start SUPPLIED MATERIAL
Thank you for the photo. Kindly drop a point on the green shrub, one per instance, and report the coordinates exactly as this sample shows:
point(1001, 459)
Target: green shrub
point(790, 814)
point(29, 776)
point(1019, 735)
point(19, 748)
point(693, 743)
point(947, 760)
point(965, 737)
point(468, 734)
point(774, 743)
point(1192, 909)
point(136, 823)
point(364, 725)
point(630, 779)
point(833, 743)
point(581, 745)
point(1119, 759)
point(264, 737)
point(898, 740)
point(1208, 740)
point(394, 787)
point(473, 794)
end SUPPLIED MATERIAL
start SUPPLIED MATERIAL
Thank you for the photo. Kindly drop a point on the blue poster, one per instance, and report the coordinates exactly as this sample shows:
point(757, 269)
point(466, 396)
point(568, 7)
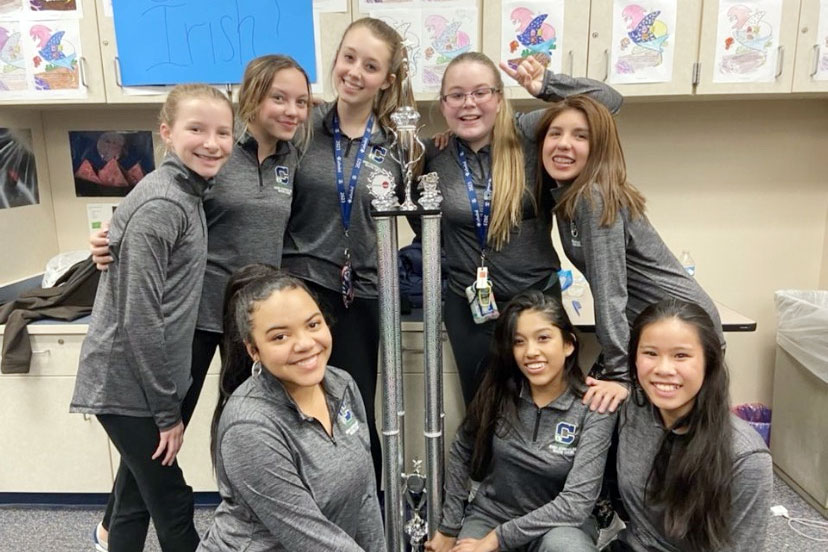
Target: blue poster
end SUPPLIED MATERIAL
Rewrite the stretch from the line containing "on the green" through the line containing "point(473, 794)", with "shrub" changed to "bush" and nothing else altered.

Thank you for the photo. Kindly drop a point on the green bush, one per instance, and report the coordinates exactly as this sample shows:
point(1001, 459)
Target: green bush
point(790, 814)
point(29, 776)
point(1019, 735)
point(19, 748)
point(693, 743)
point(947, 760)
point(965, 737)
point(468, 734)
point(774, 743)
point(1192, 909)
point(136, 823)
point(364, 725)
point(630, 779)
point(833, 743)
point(581, 745)
point(1119, 759)
point(264, 737)
point(898, 740)
point(1208, 740)
point(394, 787)
point(473, 794)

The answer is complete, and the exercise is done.